What to do:
(1) In the article on thematic ETFs, which forces does BlackRock's 2026 thematic outlook highlight as key shaping forces?
(2) Summarize the article on thematic ETFs in two sentences.

* Begin Source *

Thematic ETFs Poised for Growth in 2026: AI, Infrastructure, and Defense
Thematic ETFs are gaining traction in 2026 as investors seek targeted exposure to high-conviction secular trends amid a backdrop of technological acceleration, massive infrastructure needs, and elevated geopolitical risks. While broad market indices like the S&P 500 continue to deliver solid returns, thematic funds allow portfolios to capture outsized growth from transformative forces: the ongoing AI boom (now shifting from hype to infrastructure buildout), trillions in global infrastructure spending (fueled by energy transition, data centers, and policy initiatives), and rising defense budgets driven by persistent conflicts and national security priorities.
BlackRock's 2026 thematic outlook highlights AI, infrastructure, defense, and even tokenization as key shaping forces. Global X and others note disruptive trends in data centers, defense tech, and AI semiconductors. With thematic inflows rebounding strongly after prior years, 2026 could mark a maturation phase where these themes deliver more consistent alpha rather than boom-bust cycles.
Here are some of the best thematic ETFs poised for growth in 2026, focusing on AI, infrastructure, and defense. These selections draw from popular, liquid options with strong analyst backing and alignment to current macro drivers.
1. Global X Artificial Intelligence & Technology ETF (AIQ)
This ETF tracks companies developing or benefiting from AI technologies, including hardware, software, semiconductors, cloud computing, and big data. Holdings span leaders in AI infrastructure (e.g., chipmakers, data center enablers) and application layers.
Why poised for 2026: AI is transitioning into a long-term growth phase with hundreds of billions in projected capex for data centers and computing power. Analysts see broadening adoption driving sustained performance beyond early hype—making AIQ a core thematic play for capturing the full ecosystem.

* End Source *
* Begin Record excerpts *

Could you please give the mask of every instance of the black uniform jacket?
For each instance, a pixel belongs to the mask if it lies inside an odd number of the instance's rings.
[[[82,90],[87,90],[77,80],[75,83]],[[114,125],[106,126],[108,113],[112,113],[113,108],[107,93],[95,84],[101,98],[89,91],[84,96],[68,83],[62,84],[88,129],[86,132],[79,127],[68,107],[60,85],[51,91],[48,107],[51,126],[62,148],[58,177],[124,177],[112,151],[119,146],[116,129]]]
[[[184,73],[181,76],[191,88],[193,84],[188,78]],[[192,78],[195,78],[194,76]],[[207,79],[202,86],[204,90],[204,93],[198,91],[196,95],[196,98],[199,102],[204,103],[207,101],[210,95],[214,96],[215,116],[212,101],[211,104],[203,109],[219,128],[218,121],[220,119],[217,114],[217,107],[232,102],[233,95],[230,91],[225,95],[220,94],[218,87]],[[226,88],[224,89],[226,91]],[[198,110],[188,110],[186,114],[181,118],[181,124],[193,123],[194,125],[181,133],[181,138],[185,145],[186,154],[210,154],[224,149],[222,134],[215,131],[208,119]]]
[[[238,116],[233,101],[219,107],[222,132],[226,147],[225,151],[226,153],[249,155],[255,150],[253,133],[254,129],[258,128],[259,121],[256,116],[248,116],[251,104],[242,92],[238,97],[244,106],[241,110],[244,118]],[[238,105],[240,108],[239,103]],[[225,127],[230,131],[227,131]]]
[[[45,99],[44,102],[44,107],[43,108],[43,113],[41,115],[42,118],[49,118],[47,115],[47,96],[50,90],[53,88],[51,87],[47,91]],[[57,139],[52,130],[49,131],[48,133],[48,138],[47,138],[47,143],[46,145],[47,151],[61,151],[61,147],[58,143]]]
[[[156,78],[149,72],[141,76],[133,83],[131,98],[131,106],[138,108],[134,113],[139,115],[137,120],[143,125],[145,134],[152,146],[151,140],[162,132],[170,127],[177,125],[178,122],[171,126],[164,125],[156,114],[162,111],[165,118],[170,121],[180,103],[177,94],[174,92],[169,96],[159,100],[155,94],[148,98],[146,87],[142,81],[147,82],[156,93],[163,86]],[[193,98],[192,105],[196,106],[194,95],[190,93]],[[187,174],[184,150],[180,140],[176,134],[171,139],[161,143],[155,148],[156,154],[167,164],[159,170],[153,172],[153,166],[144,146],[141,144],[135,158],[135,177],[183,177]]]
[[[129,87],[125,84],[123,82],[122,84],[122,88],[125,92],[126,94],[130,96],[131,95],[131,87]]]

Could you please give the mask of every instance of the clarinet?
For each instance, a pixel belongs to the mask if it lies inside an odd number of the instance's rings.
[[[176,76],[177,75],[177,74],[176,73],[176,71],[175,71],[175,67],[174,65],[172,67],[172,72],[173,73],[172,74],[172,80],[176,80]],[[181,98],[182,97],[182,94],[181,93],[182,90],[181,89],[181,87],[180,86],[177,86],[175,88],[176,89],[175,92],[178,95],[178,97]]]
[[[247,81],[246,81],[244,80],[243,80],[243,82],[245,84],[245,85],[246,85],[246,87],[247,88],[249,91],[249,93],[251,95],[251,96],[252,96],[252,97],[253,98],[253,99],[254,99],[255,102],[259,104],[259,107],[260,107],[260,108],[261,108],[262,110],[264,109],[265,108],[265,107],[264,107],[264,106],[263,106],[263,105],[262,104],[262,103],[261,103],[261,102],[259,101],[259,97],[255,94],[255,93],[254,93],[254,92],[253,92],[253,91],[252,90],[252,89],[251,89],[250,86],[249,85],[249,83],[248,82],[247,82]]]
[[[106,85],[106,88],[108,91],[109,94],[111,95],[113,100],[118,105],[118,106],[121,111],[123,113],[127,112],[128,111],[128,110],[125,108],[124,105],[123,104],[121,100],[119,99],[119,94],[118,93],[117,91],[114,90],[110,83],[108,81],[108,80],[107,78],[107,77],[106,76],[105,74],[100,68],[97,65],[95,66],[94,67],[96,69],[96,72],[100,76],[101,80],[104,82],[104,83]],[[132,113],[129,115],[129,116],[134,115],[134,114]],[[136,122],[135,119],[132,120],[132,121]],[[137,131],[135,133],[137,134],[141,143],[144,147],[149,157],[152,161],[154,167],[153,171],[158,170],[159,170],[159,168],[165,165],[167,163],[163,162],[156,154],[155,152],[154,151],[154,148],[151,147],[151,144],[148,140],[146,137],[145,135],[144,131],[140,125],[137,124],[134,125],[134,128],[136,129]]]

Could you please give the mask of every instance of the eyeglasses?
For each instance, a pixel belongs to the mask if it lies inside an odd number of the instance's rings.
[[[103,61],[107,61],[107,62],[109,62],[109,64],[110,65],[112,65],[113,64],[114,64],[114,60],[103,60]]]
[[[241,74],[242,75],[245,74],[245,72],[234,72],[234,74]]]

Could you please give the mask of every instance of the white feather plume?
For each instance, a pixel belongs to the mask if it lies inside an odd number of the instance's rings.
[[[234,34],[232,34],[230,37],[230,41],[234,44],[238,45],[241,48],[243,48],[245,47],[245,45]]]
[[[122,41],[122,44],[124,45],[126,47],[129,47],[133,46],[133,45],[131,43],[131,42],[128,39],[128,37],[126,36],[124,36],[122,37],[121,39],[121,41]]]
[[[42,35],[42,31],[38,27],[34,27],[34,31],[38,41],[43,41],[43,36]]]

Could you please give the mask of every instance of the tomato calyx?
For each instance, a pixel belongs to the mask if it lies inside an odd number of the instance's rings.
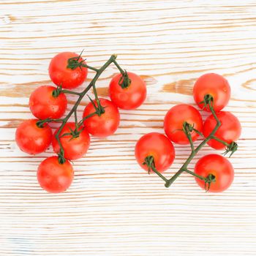
[[[211,94],[206,94],[203,97],[203,100],[199,102],[199,104],[203,104],[203,110],[210,110],[214,105],[214,97]]]
[[[190,124],[187,121],[184,121],[182,125],[182,130],[185,132],[186,135],[193,132],[195,124]]]
[[[232,141],[227,148],[225,148],[225,151],[223,153],[223,155],[225,156],[229,152],[231,152],[229,157],[230,157],[238,148],[238,145],[236,142]]]
[[[131,84],[131,83],[132,81],[129,78],[127,70],[124,70],[124,72],[121,73],[121,76],[118,80],[118,85],[124,89],[127,88]]]
[[[59,153],[58,154],[58,161],[61,165],[64,164],[67,161],[65,157],[64,157],[64,150],[61,148],[59,150]]]
[[[213,174],[210,173],[205,178],[204,181],[206,192],[208,192],[210,189],[211,183],[216,182],[216,177]]]
[[[145,162],[142,164],[143,165],[146,165],[148,167],[148,174],[150,174],[151,170],[155,168],[154,166],[154,157],[153,156],[148,156],[145,158]]]
[[[69,136],[71,135],[71,138],[69,140],[75,138],[78,138],[80,134],[83,132],[84,128],[82,128],[78,130],[78,126],[77,125],[77,127],[73,130],[70,127],[69,127],[69,129],[70,131],[70,132],[66,132],[64,133],[61,136],[60,136],[60,138],[62,137],[65,137],[65,136]]]
[[[91,99],[91,98],[88,95],[88,97],[90,99],[90,102],[91,102],[92,105],[94,106],[95,109],[95,113],[100,116],[102,114],[105,113],[105,107],[102,107],[102,105],[100,104],[100,101],[99,98],[97,97],[95,101],[97,102],[97,105],[95,104],[94,101]]]
[[[60,84],[57,88],[53,91],[52,95],[54,98],[56,98],[62,91],[62,86]]]
[[[45,127],[45,124],[49,121],[50,118],[44,119],[44,120],[38,120],[36,123],[37,127],[38,128],[43,128]]]

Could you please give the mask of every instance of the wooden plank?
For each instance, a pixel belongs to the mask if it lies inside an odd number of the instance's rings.
[[[2,0],[0,8],[0,255],[256,255],[254,0]],[[50,58],[83,48],[96,67],[117,53],[122,67],[146,80],[148,97],[139,109],[121,111],[116,134],[92,139],[88,154],[74,162],[69,191],[50,195],[39,187],[36,170],[52,148],[29,157],[15,132],[32,116],[31,92],[50,84]],[[138,166],[135,144],[143,134],[162,132],[174,105],[195,105],[193,84],[208,72],[230,81],[225,109],[243,127],[230,159],[234,183],[206,194],[184,174],[167,189]],[[101,97],[116,72],[111,66],[102,74]],[[69,110],[75,100],[69,97]],[[170,176],[189,154],[186,146],[176,149]],[[211,152],[206,147],[191,167]]]

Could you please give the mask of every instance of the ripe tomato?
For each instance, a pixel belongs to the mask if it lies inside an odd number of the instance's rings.
[[[36,89],[29,98],[32,114],[39,119],[59,118],[66,111],[67,100],[64,94],[53,95],[53,86],[42,86]]]
[[[220,127],[215,133],[215,136],[227,143],[236,141],[241,135],[241,124],[238,119],[230,112],[221,111],[217,113],[217,116],[222,123]],[[217,121],[213,115],[209,116],[203,128],[203,133],[208,137],[217,125]],[[222,149],[226,147],[222,143],[216,140],[210,140],[208,145],[215,149]]]
[[[135,146],[135,157],[140,167],[148,170],[143,163],[146,157],[152,156],[157,170],[162,173],[168,169],[175,158],[175,149],[171,141],[164,135],[151,132],[142,136]]]
[[[85,129],[80,127],[78,137],[73,138],[71,135],[61,137],[65,133],[70,133],[69,129],[75,131],[75,123],[67,123],[63,127],[59,136],[61,143],[64,150],[64,158],[68,160],[75,160],[83,157],[87,152],[90,146],[90,136]],[[56,154],[59,152],[59,146],[55,138],[58,129],[55,132],[53,138],[53,147],[54,152]]]
[[[37,169],[37,180],[41,187],[51,193],[67,190],[72,184],[74,170],[69,161],[60,164],[58,157],[43,160]]]
[[[215,176],[215,181],[210,185],[209,192],[221,192],[226,190],[234,178],[234,170],[230,162],[219,154],[208,154],[203,157],[195,167],[195,173],[203,177],[209,174]],[[205,182],[195,178],[197,184],[205,189]]]
[[[183,124],[187,121],[199,132],[202,131],[203,120],[199,111],[186,104],[173,107],[165,115],[164,129],[170,140],[178,144],[189,144],[189,141],[182,130]],[[191,132],[192,140],[198,138],[195,131]]]
[[[105,108],[105,113],[101,116],[94,115],[83,122],[87,132],[94,136],[107,137],[113,135],[119,126],[120,114],[115,105],[108,99],[99,99],[101,105]],[[94,104],[97,106],[95,100]],[[83,110],[83,117],[95,112],[95,108],[90,102]]]
[[[130,84],[127,88],[121,88],[118,84],[122,75],[113,78],[110,83],[109,92],[111,101],[122,109],[135,109],[140,106],[146,97],[145,82],[135,73],[127,72]]]
[[[86,79],[87,67],[77,67],[72,69],[67,67],[68,60],[70,58],[79,57],[75,53],[64,52],[55,56],[50,62],[49,75],[51,80],[57,86],[71,89],[80,86]],[[78,59],[78,62],[83,61],[82,58]],[[86,62],[83,62],[86,64]]]
[[[214,97],[214,108],[218,112],[225,107],[230,98],[230,86],[222,75],[214,73],[200,76],[195,83],[194,99],[200,108],[203,108],[203,101],[206,94]],[[208,108],[206,108],[209,111]]]
[[[16,129],[15,140],[23,151],[36,154],[44,152],[52,139],[50,127],[45,124],[43,127],[37,125],[38,119],[29,119],[22,122]]]

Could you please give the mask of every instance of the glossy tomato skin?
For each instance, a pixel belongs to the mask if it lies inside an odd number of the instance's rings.
[[[202,132],[202,116],[197,109],[189,105],[177,105],[173,107],[165,115],[164,121],[165,134],[170,140],[177,144],[186,145],[189,143],[185,133],[182,131],[183,124],[185,121],[194,126],[194,128],[199,132]],[[198,134],[195,131],[191,132],[193,141],[198,136]]]
[[[203,108],[203,104],[200,102],[203,101],[206,94],[211,94],[214,97],[214,108],[218,112],[227,105],[230,98],[230,86],[227,80],[220,75],[205,74],[197,80],[193,89],[194,99],[200,108]],[[210,111],[208,108],[205,110]]]
[[[60,164],[58,157],[50,157],[41,162],[37,169],[37,180],[41,187],[51,193],[66,191],[72,184],[74,170],[69,161]]]
[[[29,108],[32,114],[39,119],[60,118],[67,110],[66,95],[61,93],[53,97],[53,86],[42,86],[36,89],[29,98]]]
[[[87,131],[83,127],[80,127],[79,137],[72,138],[70,135],[65,135],[61,137],[65,133],[69,133],[70,129],[75,130],[75,124],[73,122],[67,123],[63,127],[59,136],[61,145],[64,150],[64,158],[68,160],[75,160],[83,157],[87,152],[90,146],[90,136]],[[58,129],[55,132],[53,138],[53,148],[55,153],[59,152],[59,146],[55,135]]]
[[[217,116],[221,122],[220,127],[215,133],[215,136],[225,140],[227,143],[236,141],[241,135],[241,124],[239,120],[231,113],[220,111]],[[203,124],[203,133],[208,137],[217,125],[217,121],[213,115],[209,116]],[[208,145],[215,149],[223,149],[226,146],[214,139],[208,142]]]
[[[142,136],[136,143],[135,151],[138,163],[146,170],[148,168],[143,163],[146,157],[154,157],[155,167],[160,173],[168,169],[175,158],[173,143],[165,135],[158,132]]]
[[[209,174],[215,176],[216,181],[212,182],[209,192],[221,192],[231,185],[234,179],[234,170],[230,162],[219,154],[208,154],[198,160],[195,167],[195,173],[203,177]],[[205,183],[198,178],[195,178],[197,184],[205,189]]]
[[[131,83],[122,89],[118,84],[121,74],[115,75],[110,81],[109,92],[111,101],[118,108],[125,110],[135,109],[141,105],[146,97],[145,82],[138,75],[128,72]]]
[[[45,124],[38,127],[38,119],[29,119],[22,122],[17,128],[15,140],[21,151],[30,154],[44,152],[52,140],[50,127]]]
[[[119,126],[120,114],[116,106],[108,99],[99,98],[101,105],[105,108],[105,113],[101,116],[94,115],[83,122],[86,129],[96,137],[112,135]],[[97,105],[96,101],[94,101]],[[95,112],[95,108],[90,102],[84,109],[83,117]]]
[[[51,80],[56,86],[71,89],[80,86],[86,79],[87,67],[77,67],[75,69],[67,68],[68,59],[78,57],[79,55],[71,52],[64,52],[55,56],[50,61],[48,71]],[[79,59],[78,61],[83,59]],[[83,62],[86,64],[86,62]]]

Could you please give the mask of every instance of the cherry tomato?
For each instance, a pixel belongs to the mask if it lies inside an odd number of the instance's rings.
[[[241,124],[238,119],[230,112],[221,111],[217,113],[217,116],[222,123],[220,127],[215,133],[215,136],[227,143],[236,141],[241,135]],[[203,133],[208,137],[217,125],[217,121],[213,115],[209,116],[203,128]],[[215,149],[222,149],[226,147],[222,143],[216,140],[210,140],[208,145]]]
[[[143,163],[146,157],[154,157],[157,170],[162,173],[168,169],[175,158],[175,149],[171,141],[164,135],[151,132],[142,136],[135,146],[135,157],[140,167],[148,170]]]
[[[61,143],[64,150],[64,158],[68,160],[75,160],[83,157],[87,152],[90,146],[90,136],[83,127],[78,129],[79,135],[74,138],[72,135],[62,136],[64,134],[70,133],[70,129],[75,131],[75,123],[67,123],[63,127],[59,137]],[[59,145],[55,138],[58,129],[55,132],[53,138],[53,147],[55,153],[59,152]]]
[[[45,124],[43,127],[37,125],[38,119],[29,119],[22,122],[16,129],[15,140],[23,151],[36,154],[44,152],[52,140],[50,127]]]
[[[225,107],[230,98],[230,86],[227,80],[222,75],[214,73],[200,76],[195,83],[193,89],[194,99],[200,108],[203,108],[203,101],[206,94],[214,97],[214,108],[216,112]],[[205,108],[207,111],[209,109]]]
[[[130,84],[122,89],[118,84],[122,75],[118,74],[111,80],[109,91],[111,101],[118,108],[126,110],[135,109],[140,106],[146,97],[145,82],[135,73],[127,72]]]
[[[50,62],[49,75],[51,80],[57,86],[71,89],[80,86],[86,79],[87,67],[79,67],[75,69],[67,67],[68,60],[70,58],[79,57],[75,53],[64,52],[55,56]],[[82,58],[78,61],[82,61]],[[86,62],[83,62],[86,64]]]
[[[69,161],[60,164],[57,157],[43,160],[37,169],[37,180],[41,187],[51,193],[67,190],[72,184],[74,170]]]
[[[199,132],[202,131],[203,120],[199,111],[189,105],[181,104],[173,107],[165,115],[164,129],[169,139],[178,144],[189,144],[189,140],[182,130],[187,121]],[[193,141],[198,138],[195,131],[191,132]]]
[[[42,86],[36,89],[29,98],[32,114],[39,119],[59,118],[66,111],[67,100],[64,94],[53,95],[53,86]]]
[[[221,192],[226,190],[234,178],[234,170],[230,162],[219,154],[208,154],[203,157],[195,167],[195,173],[203,177],[209,174],[215,176],[215,181],[210,185],[209,192]],[[205,189],[205,182],[195,178],[197,184]]]
[[[119,126],[120,114],[118,108],[108,99],[99,98],[101,105],[105,108],[105,113],[101,116],[94,115],[83,122],[87,132],[94,136],[107,137],[113,135]],[[94,104],[97,106],[96,101]],[[90,102],[84,109],[83,117],[95,112],[95,108]]]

* End Record excerpts *

Written responses:
(1) AI, infrastructure, defense, and tokenization.

(2) Thematic ETFs are gaining traction in 2026 as investors seek targeted exposure to secular trends such as the AI boom, global infrastructure spending, and rising defense budgets, and strong inflow rebounds suggest these themes may deliver more consistent alpha. The Global X Artificial Intelligence & Technology ETF (AIQ) tracks companies developing or benefiting from AI, and analysts see broadening AI adoption and heavy data center capex sustaining its performance.